I was 14 years old, riding a Parisian metro on a Friday evening, no doubt bound for some teenage mischief. The peace of my journey was interrupted when a woman wearing a burqa entered the compartment, accompanied by her husband and young son. The three of them, visibly tourists, looked at the metro maps in clear view of everyone else in the car.
This is a scene that occurs many times a day in Paris: tourist families mapping out their routes in the web of the metro underworld. But this family was different; the protagonists were atypical. I remember my horror at the whisperings, the looks, the nudges, and even some finger pointing at the woman in the burqa. A woman sitting across from me sighed exasperatedly and mumbled something about “these Arabs” and how they treat their women.
I was embarrassed and angry at this family for having entered this very public realm of which I was a part. I didn’t want my co-commuters to be judging all Muslim women relative to this one with her covered face. It was challenging enough to be a Muslim teen in Paris without having to take on this iconic image of the burqa-clad woman that had disturbed the cultural uniformity on that metro car. Feeling resentment for her and the response she was eliciting, I looked away, hoping she would disappear quickly.
The Muslim woman is often portrayed as lacking agency, subjugated and controlled by the men in her life. Trapped behind a veil, vulnerable to honour killings, her body is seen as a dominated space, one over which she apparently has no control. This is a common stereotype. It crops up frequently in Western media, especially when military offensives in Muslim countries are in the offing, and the oppressed Muslim woman is paraded about as justification for military intervention.

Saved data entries
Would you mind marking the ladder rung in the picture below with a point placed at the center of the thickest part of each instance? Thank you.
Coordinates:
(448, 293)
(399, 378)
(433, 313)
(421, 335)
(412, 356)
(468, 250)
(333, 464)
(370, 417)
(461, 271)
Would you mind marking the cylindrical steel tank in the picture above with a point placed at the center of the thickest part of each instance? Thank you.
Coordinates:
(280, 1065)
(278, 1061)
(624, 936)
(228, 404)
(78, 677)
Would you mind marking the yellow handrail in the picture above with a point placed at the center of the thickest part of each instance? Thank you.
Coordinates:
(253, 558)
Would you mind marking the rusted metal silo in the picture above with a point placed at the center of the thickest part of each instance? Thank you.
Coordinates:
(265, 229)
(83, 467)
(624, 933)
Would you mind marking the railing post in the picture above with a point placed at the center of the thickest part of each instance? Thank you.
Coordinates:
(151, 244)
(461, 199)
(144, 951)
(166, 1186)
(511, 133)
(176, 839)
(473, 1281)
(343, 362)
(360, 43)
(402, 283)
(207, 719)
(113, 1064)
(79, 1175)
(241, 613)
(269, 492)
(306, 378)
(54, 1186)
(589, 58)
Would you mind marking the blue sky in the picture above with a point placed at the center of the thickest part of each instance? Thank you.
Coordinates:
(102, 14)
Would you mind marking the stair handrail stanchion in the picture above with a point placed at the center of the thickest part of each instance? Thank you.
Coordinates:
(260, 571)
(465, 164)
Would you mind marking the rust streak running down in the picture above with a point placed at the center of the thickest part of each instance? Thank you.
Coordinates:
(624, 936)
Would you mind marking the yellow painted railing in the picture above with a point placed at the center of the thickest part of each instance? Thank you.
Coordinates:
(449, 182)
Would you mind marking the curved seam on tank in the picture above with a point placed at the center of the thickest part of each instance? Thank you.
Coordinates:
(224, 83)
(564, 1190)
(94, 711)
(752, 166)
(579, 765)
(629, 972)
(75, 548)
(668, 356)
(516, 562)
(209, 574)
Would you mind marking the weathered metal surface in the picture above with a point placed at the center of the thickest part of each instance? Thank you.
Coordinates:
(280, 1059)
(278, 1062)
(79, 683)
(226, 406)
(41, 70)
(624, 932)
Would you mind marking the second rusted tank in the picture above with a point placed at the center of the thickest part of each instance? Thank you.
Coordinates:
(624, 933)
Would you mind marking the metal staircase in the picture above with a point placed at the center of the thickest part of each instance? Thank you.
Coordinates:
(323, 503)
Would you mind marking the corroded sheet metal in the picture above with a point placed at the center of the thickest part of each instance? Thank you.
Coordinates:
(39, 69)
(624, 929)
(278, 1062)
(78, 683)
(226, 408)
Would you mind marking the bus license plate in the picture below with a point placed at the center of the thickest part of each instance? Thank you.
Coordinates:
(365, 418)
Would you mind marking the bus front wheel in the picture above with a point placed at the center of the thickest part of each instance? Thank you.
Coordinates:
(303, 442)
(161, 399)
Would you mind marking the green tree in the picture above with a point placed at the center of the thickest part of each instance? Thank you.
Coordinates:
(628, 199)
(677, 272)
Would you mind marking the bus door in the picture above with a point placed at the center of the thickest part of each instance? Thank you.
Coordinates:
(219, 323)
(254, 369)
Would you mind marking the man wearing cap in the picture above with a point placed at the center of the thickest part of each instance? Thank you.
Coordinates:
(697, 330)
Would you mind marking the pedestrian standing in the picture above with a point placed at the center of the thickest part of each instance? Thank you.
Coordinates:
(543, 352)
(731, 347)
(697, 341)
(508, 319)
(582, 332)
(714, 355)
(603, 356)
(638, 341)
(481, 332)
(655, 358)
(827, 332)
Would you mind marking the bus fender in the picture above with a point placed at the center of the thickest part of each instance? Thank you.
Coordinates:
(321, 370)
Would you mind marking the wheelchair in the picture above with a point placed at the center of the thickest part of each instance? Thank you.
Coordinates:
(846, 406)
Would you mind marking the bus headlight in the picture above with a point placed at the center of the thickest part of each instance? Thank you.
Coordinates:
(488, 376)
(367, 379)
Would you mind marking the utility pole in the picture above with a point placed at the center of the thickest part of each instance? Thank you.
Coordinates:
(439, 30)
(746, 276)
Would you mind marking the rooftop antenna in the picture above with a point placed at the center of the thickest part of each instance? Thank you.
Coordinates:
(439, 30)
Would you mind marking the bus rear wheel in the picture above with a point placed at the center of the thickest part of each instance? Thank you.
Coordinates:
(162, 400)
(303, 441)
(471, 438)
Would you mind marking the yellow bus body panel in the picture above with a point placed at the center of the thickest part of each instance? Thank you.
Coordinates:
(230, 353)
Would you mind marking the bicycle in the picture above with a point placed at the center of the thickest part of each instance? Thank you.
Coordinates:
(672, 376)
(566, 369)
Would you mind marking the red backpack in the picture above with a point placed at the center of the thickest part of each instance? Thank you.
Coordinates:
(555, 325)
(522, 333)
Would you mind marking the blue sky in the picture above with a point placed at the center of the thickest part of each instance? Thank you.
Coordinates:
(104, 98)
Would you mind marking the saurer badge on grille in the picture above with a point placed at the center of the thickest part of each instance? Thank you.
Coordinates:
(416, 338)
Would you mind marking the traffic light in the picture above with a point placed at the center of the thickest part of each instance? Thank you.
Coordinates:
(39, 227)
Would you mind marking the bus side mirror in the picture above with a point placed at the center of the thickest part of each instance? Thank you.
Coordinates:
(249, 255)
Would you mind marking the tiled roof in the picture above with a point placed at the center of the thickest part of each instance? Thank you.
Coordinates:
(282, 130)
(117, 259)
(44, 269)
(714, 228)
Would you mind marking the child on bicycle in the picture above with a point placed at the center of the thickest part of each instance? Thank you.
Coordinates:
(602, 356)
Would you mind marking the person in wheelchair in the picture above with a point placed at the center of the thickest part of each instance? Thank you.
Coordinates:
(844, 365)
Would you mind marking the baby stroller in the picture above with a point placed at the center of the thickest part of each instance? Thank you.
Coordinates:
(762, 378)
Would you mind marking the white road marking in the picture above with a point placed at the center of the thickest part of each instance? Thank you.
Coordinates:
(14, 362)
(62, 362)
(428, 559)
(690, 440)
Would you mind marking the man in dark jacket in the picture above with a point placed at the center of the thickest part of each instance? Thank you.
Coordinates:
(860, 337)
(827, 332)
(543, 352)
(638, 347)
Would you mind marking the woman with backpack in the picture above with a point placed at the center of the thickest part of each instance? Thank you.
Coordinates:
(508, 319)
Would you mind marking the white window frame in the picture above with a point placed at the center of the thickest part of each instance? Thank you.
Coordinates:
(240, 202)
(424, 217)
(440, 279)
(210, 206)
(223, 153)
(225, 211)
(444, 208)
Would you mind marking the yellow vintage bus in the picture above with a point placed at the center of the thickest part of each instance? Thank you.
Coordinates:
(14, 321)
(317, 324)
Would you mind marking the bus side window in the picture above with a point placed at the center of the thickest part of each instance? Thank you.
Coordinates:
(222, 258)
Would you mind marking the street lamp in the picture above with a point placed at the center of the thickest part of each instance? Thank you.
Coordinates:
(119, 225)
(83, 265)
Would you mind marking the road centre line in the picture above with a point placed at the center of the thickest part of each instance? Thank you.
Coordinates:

:: Required work ::
Copy from the essay on the Paris metro the part that opens with the words containing "I was 14 years" and closes with "treat their women.".

:: Worked solution ::
I was 14 years old, riding a Parisian metro on a Friday evening, no doubt bound for some teenage mischief. The peace of my journey was interrupted when a woman wearing a burqa entered the compartment, accompanied by her husband and young son. The three of them, visibly tourists, looked at the metro maps in clear view of everyone else in the car.
This is a scene that occurs many times a day in Paris: tourist families mapping out their routes in the web of the metro underworld. But this family was different; the protagonists were atypical. I remember my horror at the whisperings, the looks, the nudges, and even some finger pointing at the woman in the burqa. A woman sitting across from me sighed exasperatedly and mumbled something about “these Arabs” and how they treat their women.